— Begin Material provided —

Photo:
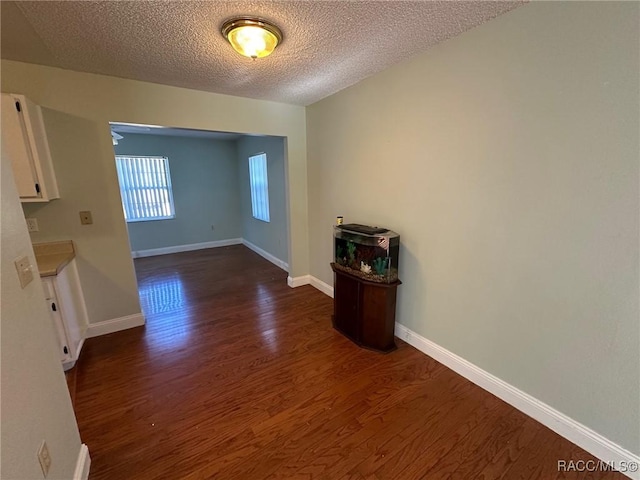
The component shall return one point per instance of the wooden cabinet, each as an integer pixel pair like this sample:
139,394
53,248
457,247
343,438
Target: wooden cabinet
365,311
24,141
65,303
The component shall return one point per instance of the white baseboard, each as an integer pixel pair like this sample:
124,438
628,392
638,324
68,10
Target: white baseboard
83,464
575,432
115,325
185,248
320,285
294,282
264,254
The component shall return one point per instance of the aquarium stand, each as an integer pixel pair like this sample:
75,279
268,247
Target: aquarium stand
364,311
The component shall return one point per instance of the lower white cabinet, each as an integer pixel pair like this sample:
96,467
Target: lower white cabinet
65,303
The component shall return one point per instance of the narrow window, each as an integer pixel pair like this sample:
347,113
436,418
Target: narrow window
259,187
145,188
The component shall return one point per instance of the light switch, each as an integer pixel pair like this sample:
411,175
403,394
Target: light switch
86,218
25,271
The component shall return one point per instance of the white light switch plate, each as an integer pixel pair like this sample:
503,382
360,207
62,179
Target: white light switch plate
25,271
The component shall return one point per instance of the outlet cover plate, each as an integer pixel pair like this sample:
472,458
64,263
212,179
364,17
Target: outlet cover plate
44,458
86,218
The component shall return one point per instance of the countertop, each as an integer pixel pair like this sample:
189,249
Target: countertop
52,257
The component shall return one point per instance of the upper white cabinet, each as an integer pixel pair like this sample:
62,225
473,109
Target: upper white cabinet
24,140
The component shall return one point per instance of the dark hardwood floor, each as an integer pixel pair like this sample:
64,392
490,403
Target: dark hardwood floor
238,376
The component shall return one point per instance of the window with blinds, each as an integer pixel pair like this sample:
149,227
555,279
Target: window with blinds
145,187
259,187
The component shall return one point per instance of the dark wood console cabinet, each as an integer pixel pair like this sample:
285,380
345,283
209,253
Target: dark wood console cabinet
365,312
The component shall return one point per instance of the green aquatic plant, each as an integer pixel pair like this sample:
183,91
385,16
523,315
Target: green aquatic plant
351,248
379,265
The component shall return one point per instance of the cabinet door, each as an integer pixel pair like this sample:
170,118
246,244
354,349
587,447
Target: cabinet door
16,145
72,306
24,140
55,314
346,310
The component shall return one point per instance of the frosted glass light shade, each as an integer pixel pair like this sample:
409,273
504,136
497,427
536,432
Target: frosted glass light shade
252,38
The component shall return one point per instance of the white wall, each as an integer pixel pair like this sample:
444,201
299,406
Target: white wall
204,181
78,107
35,401
507,159
269,236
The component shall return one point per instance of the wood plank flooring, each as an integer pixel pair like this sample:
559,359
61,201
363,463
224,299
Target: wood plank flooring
238,376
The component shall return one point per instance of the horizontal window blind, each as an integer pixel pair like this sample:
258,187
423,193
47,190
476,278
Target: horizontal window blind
259,187
145,188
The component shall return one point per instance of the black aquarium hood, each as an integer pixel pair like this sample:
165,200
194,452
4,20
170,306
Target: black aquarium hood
365,229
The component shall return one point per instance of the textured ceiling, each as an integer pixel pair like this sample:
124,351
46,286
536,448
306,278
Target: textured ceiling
327,46
126,128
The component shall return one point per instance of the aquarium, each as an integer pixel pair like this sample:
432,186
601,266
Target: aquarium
370,253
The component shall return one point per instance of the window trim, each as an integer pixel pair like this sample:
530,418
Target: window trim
260,191
168,187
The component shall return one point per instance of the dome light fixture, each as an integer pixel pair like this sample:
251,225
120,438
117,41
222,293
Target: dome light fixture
252,37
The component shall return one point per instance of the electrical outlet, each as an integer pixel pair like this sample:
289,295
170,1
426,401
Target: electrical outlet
32,225
25,271
44,458
86,218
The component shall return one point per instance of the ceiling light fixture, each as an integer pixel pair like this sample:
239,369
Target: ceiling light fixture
252,37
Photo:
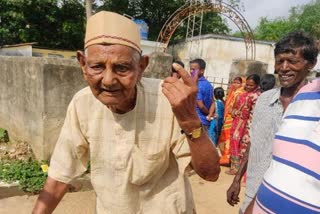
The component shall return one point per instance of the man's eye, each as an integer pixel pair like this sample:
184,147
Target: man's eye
293,61
97,67
121,68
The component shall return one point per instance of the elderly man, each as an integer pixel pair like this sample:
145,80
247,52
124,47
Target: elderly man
130,128
295,55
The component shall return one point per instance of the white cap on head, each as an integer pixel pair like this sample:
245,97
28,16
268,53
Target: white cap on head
111,28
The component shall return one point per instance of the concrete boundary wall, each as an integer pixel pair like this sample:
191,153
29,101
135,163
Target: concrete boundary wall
35,93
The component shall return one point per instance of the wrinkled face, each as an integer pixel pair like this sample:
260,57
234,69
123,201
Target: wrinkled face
291,68
112,72
250,85
236,84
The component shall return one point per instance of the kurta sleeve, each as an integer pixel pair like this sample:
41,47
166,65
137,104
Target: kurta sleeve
70,156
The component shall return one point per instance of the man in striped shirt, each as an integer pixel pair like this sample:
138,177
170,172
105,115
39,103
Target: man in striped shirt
292,182
295,55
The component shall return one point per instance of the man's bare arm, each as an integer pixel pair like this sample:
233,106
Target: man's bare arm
205,158
50,196
202,107
182,97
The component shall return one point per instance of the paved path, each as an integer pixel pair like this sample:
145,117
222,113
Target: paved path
210,198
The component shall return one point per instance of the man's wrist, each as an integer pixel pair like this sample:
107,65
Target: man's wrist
189,127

— End Material provided —

Task goal = Repeat the lines from the one containing "man's wrist, each" through the end of the entries, inclusive, swapping "wrist" for "hand" and keeping everything else the same.

Correct output =
The component shall return one point per instance of the man's hand, each as an integer pixel pair like this sample:
107,65
Target: man's hand
189,127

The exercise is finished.